──────── Kutipan Halaman ────────

Urusan cinta tak bisa dipandang secara linier. Ia dinamis. Ada kemenangan. Ada kekalahan. Yang menang sudah tentu beroleh kesenangan, kebahagiaan. Biasanya kehidupan statis dan stabil menantinya. Yang lebih pasti lagi, kolom status di KTP terisi dengan gagah: KAWIN.
Sementara yang kalah selalu dihinggapi situasi yang bergelora. Pencarian dan pembelajaran tiada henti, pastilah. Ini modal meniti perbaikan nasib. Walau mereka selalu diejek dan mengalami perundungan tiada henti, mesti diingat, kekalahan mereka bukan kekalahan yang sepi. Lelaki-lelaki yang secara percintaan kalah, justru mengalami surplus dalam hal pujian. Kamu kira jomblo gak ada, apa, yang diberi bintang kepahlawanan? Ingat, di setiap millimeter kekalahan selalu terselip mimpi-mimpi untuk memperbaiki diri, memperbaja jiwa.
Belajarlah dari sejarah dan kenangan, betapa kekalahan bukan akhir dari segalanya. Tegakkan badan dan ambil posisi. Kamu punya teman dalam sejarah yang menghikmati jamu pahit kekalahan cinta tapi menjadi penyelamat nusa dan bangsa. Paling minim mendapatkan pendukung yang tiada disangka-sangka dari mana datangnya. Yang berubah jahat dan durjana ada juga sih.
Inilah 7 minibiografi lelaki yang kalah dan insya Allah memberi ibrah bagi kehidupanmu di kemudian hari.
Arya Kamandanu (Manguntur)
Sosok ini digandrungi ribuan anak muda sampai orangtua pada tahun 1980-an. Ia sosok yang rajin sport, karena itu badannya atletis dengan perut six pack. Sayangnya ia emoh dengan sastra, terutama puisi. Justru di sini soalnya. Puisi mengutuknya. Ia menjadi pemuda yang selalu kalah dalam percintaan. Cewek yang diam-diam dia bribik justru takluk pada penyair yang sialnya adalah kakanya sendiri, Arya Dwipangga.
Benar kata orang, kalau sudah bulat di hati, tembak saja. Tapi Kamandanu, walau tinggi ilmu kanuragannya, sifat pemalunya tiada bertara. Padahal cewek butuh kepastian yang verbal. Toh itu yang ditunggu Nariratih. Bahkan, saat Candi Walandit sudah sepi dan Nariratih sudah menggigil dibakar berahi, ditampiknya cewek itu. Kecewa ia. Penyair Dwipangga datang, ya bubar semua harapan Kamandanu. Nariratih yang jadi korban PHP si pendekar langsung saja banting kemudi. Hasilnya, ia bunting oleh si penyair (jadi kelingan Mas Sitok, duh).

────────

_Soal yang Diberikan 1_. Terjemahkan kalimat "Belajarlah dari sejarah dan kenangan, betapa kekalahan bukan akhir dari segalanya." dari kutipan halaman di atas ke dalam bahasa Inggris.
_Soal yang Diberikan 2_. Tolong tuangkan baris-baris dalam catatan di bawah ke dalam daftar bernomor, mulai dari baris yang memuat "of people on" sampai baris yang memuat "(353, 1087)", tanpa baris kosong.

──────── Data yang Tersedia ────────

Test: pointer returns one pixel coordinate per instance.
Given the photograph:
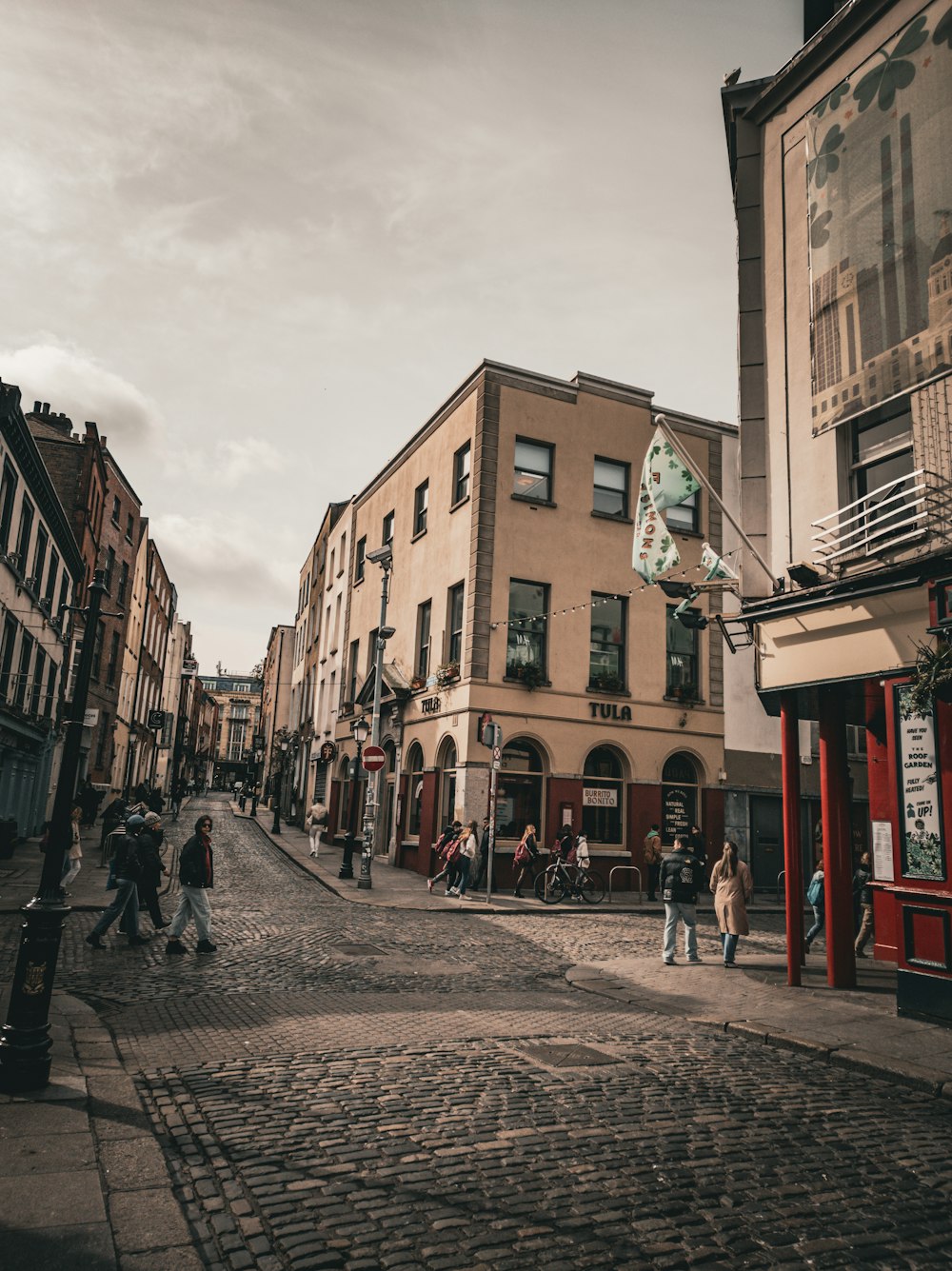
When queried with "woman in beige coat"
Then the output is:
(732, 887)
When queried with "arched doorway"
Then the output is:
(446, 765)
(679, 797)
(519, 793)
(603, 797)
(414, 789)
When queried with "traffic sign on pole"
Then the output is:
(372, 759)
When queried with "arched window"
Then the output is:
(679, 797)
(414, 789)
(603, 793)
(519, 796)
(447, 784)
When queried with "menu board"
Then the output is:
(919, 792)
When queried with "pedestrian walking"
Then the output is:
(680, 883)
(315, 823)
(861, 884)
(196, 873)
(467, 850)
(816, 898)
(128, 869)
(447, 853)
(74, 858)
(732, 886)
(152, 868)
(652, 860)
(526, 857)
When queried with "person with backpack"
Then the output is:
(526, 857)
(447, 852)
(816, 898)
(128, 869)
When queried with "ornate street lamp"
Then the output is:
(361, 731)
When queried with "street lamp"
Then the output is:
(384, 558)
(361, 731)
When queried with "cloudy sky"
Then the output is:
(261, 240)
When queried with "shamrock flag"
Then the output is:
(664, 483)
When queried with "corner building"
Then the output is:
(510, 518)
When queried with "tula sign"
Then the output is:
(610, 710)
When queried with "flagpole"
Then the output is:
(661, 422)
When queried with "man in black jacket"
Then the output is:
(682, 879)
(196, 873)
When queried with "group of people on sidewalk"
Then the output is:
(136, 871)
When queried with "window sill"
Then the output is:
(610, 516)
(533, 502)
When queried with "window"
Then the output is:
(51, 576)
(606, 657)
(520, 791)
(454, 625)
(610, 489)
(684, 516)
(603, 796)
(682, 647)
(460, 474)
(25, 533)
(19, 693)
(421, 505)
(7, 656)
(113, 660)
(533, 473)
(8, 492)
(424, 619)
(526, 645)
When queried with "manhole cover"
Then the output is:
(569, 1057)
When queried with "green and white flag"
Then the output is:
(664, 483)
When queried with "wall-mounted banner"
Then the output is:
(919, 793)
(879, 200)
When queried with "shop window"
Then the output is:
(682, 655)
(520, 791)
(414, 789)
(533, 470)
(603, 795)
(610, 489)
(447, 784)
(606, 656)
(460, 474)
(526, 642)
(679, 797)
(421, 506)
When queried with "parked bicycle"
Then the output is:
(564, 881)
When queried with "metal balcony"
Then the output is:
(877, 523)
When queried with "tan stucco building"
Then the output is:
(510, 516)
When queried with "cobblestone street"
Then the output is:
(353, 1087)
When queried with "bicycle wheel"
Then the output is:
(549, 887)
(592, 887)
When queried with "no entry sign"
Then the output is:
(372, 759)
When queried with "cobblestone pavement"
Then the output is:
(357, 1088)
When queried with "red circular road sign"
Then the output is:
(372, 758)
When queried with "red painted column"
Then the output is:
(792, 856)
(838, 857)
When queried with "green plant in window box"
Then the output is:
(932, 679)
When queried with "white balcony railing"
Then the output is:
(879, 522)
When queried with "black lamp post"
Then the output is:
(361, 731)
(26, 1043)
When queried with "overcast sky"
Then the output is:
(261, 240)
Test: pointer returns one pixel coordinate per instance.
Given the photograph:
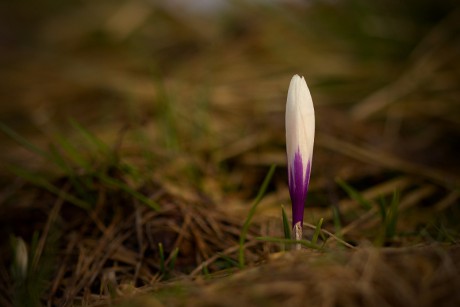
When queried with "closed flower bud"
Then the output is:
(300, 134)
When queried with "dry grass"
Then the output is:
(179, 117)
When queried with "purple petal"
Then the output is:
(298, 186)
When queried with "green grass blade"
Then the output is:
(252, 211)
(314, 240)
(392, 217)
(286, 224)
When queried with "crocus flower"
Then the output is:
(300, 134)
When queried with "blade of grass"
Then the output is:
(392, 217)
(251, 213)
(317, 231)
(286, 226)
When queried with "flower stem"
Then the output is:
(297, 235)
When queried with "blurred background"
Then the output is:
(191, 94)
(209, 79)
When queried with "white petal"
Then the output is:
(300, 121)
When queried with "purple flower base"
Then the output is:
(298, 187)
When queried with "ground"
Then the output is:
(143, 153)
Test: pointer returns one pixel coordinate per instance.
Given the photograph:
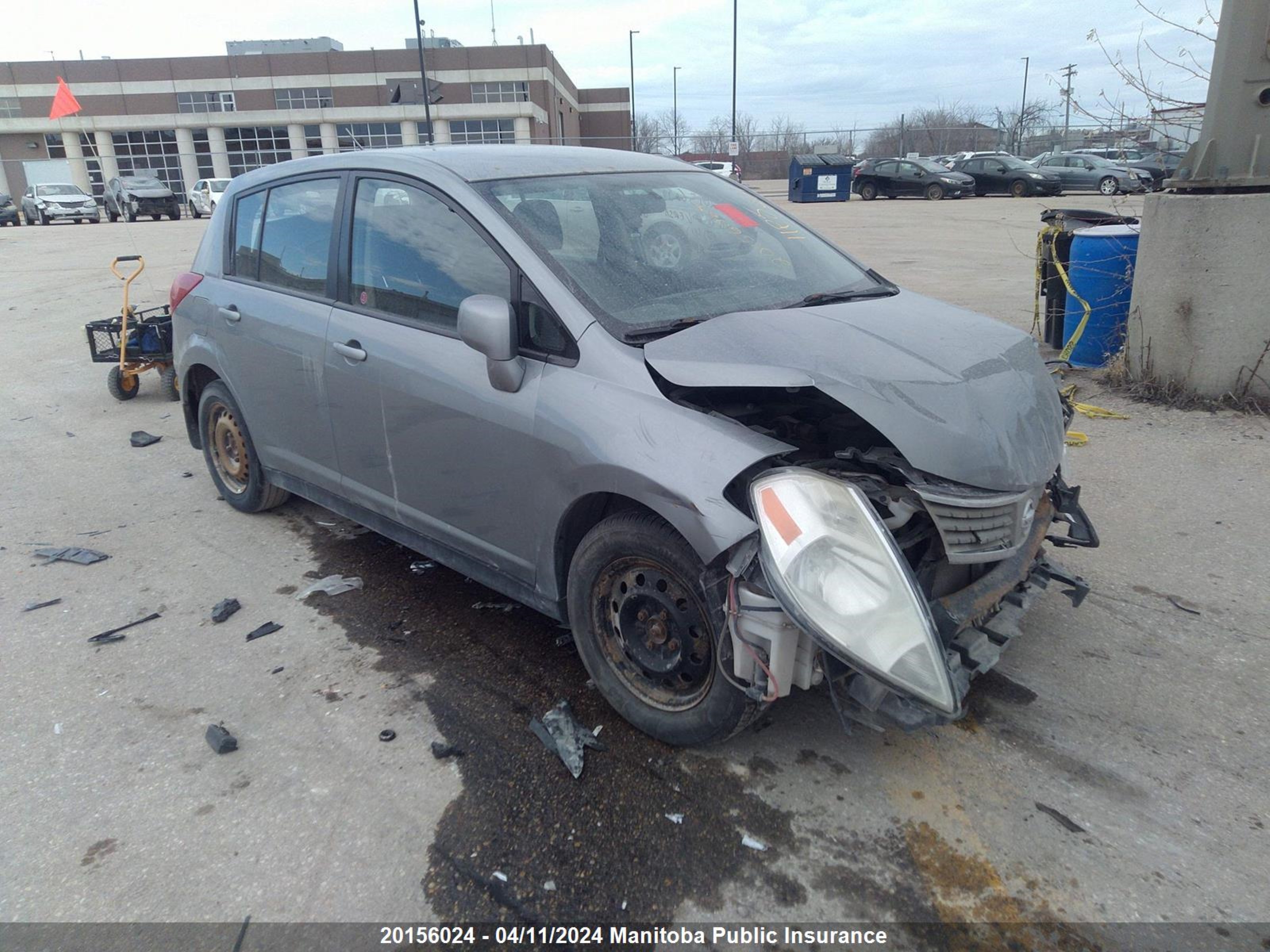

────────

_Keluaran yang Diharapkan 1_. Learn from history and memories how defeat is not the end of everything.

_Keluaran yang Diharapkan 2_.
1. When queried with "group of people on sidewalk"
2. Then the output is:
3. (136, 871)
4. When queried with "window sill"
5. Then the output is:
6. (610, 516)
7. (533, 502)
8. When queried with "window"
9. Then the output is:
10. (51, 576)
11. (606, 657)
12. (520, 791)
13. (454, 625)
14. (610, 489)
15. (684, 516)
16. (603, 796)
17. (682, 647)
18. (460, 474)
19. (25, 533)
20. (19, 693)
21. (421, 505)
22. (7, 656)
23. (113, 660)
24. (533, 473)
25. (8, 492)
26. (424, 619)
27. (526, 645)
28. When queried with "manhole cover"
29. Then the output is:
30. (569, 1057)
31. When queried with "green and white flag"
32. Then the output is:
33. (664, 483)
34. When queried with "wall-mounted banner"
35. Then the output is:
36. (919, 793)
37. (879, 200)
38. When queried with "shop window"
39. Then the output is:
40. (682, 655)
41. (520, 791)
42. (414, 789)
43. (533, 470)
44. (603, 795)
45. (610, 489)
46. (447, 784)
47. (606, 656)
48. (460, 474)
49. (526, 642)
50. (679, 797)
51. (421, 506)
52. When queried with "parked bicycle"
53. Then the output is:
54. (564, 881)
55. When queried with "metal balcony"
56. Then the output is:
57. (877, 523)
58. When queried with "tan stucco building"
59. Then the output is:
60. (510, 516)
61. When queried with "cobblestone street"
62. Then the output is:
63. (353, 1087)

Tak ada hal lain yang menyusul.